■ SCHRIFTELIJKE OPDRACHT 1 ■
Welke maximale looptijden van de partneralimentatie noemt de nieuwsbrief over de wetsherziening, en in welk geval geldt elk daarvan?
■ SCHRIFTELIJKE OPDRACHT 2 ■
Verzamel elke regel uit de rijen waarin het woord "above" voorkomt, en neem die regels letterlijk over.

■ SELECTIE ■
"""
Copy

De Wijsmaker Nieuwsbrief #43# oktober 2019

Is deze e-mail niet goed leesbaar?
Klik hier voor de webversie.

Beste lezers,

In deze mooie herfst gaan we ervoor zorgen dat iedereen zijn of haar PE-punten weer binnenhaalt. Net als de egel hieronder maken wij ons klaar voor de aankomende winter. De egel zoekt wormen, wij zoeken PE punten!

Heb je nog suggesties voor een nieuwe opleiding of training in het komend voorjaar laat het ons weten! Als je zelf een opleiding of training wilt geven horen we dat ook graag. 

Groet, Mark Cornelissen
Eigenaar De Wijsmaker
 
Wet herziening partneralimentatie
 
Waar op letten als de wet herziening partneralimentatie ingaat per 1-1-2020?

Inhoud van de wet
Met deze wet wordt de duur van de partneralimentatie de helft zo lang als het huwelijk, met een maximum van 5 jaar. Dit geldt alleen voor nieuwe gevallen.

Uitzonderingen

  1. Met dit voorstel wordt bij huwelijken langer dan 15 jaar, waarbij de leeftijd van de alimentatiegerechtigde ten hoogste 10 jaar lager is dan de AOW-leeftijd, de duur van de partneralimentatie maximaal 10 jaar. Alimentatiegerechtigden van 50 jaar en ouder die langer dan 15 jaar zijn getrouwd, hebben recht op 10 jaar alimentatie. Deze extra maatregel vervalt na zeven jaren.
  2. Bij huwelijken met kinderen, die de leeftijd van 12 jaar nog niet hebben bereikt, wordt de duur van de partneralimentatie maximaal 12 jaar.
Waar op letten?
  1. Partneralimentatie telt mee in het verzamelinkomen, het toetsingsinkomen op basis waarvan het recht op toeslagen wordt bepaald. Omdat de strekking van het wetsvoorstel is dat de termijn van partneralimentatie korter wordt, valt te verwachten dat het toetsingsinkomen van de alimentatiegerechtigde na het aflopen van de termijn lager wordt waardoor men eerder en voor een hoger bedrag recht heeft op toeslagen. En potentieel meer bijstand moet worden verleend. 
  2. Andersom geldt voor de alimentatieplichtige dat zijn verzamelinkomen eerder zal gaan stijgen en er dus minder recht is op toeslagen.
"""
■ UITGELICHT MATERIAAL ■
"""
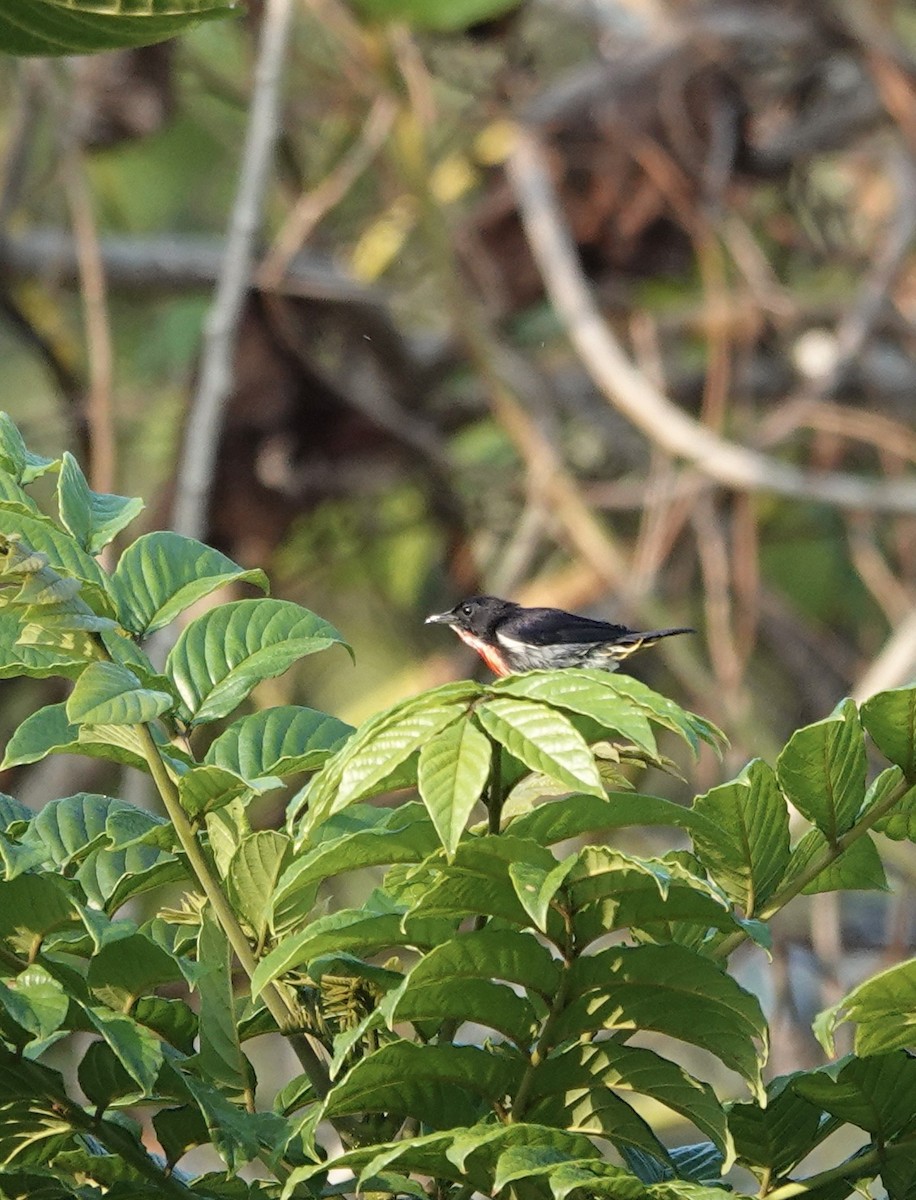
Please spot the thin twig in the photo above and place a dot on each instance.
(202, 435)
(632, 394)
"""
"""
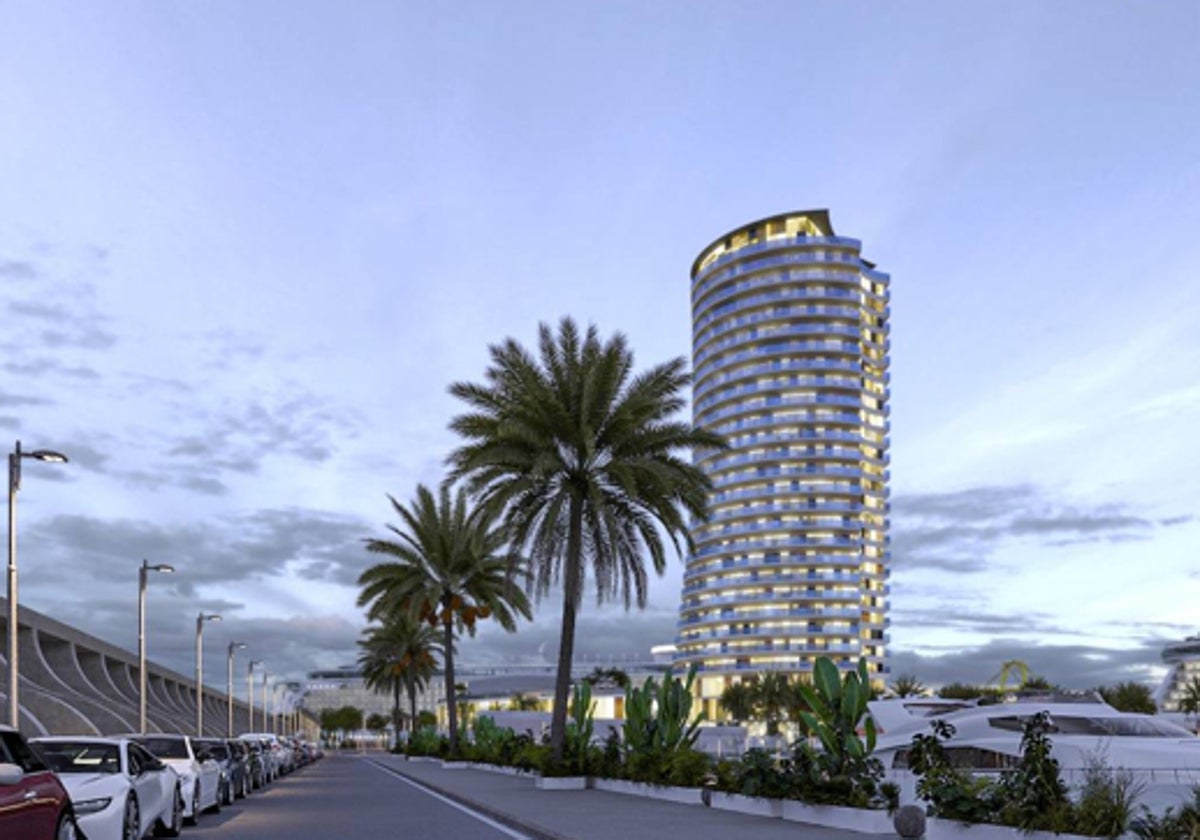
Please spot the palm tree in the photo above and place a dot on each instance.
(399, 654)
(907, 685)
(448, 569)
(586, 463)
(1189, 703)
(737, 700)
"""
■ VOLLEDIG ANTWOORD 1 ■
- 5 jaar: de algemene regel. De partneralimentatie duurt de helft zo lang als het huwelijk, met een maximum van 5 jaar. Dit geldt alleen voor nieuwe gevallen.
- 10 jaar: bij huwelijken langer dan 15 jaar waarbij de alimentatiegerechtigde ten hoogste 10 jaar jonger is dan de AOW-leeftijd. Deze extra maatregel vervalt na zeven jaren.
- 12 jaar: bij huwelijken met kinderen die de leeftijd van 12 jaar nog niet hebben bereikt.

■ VOLLEDIG ANTWOORD 2 ■
Please spot the thin twig in the photo above and place a dot on each instance.
Please spot the palm tree in the photo above and place a dot on each instance.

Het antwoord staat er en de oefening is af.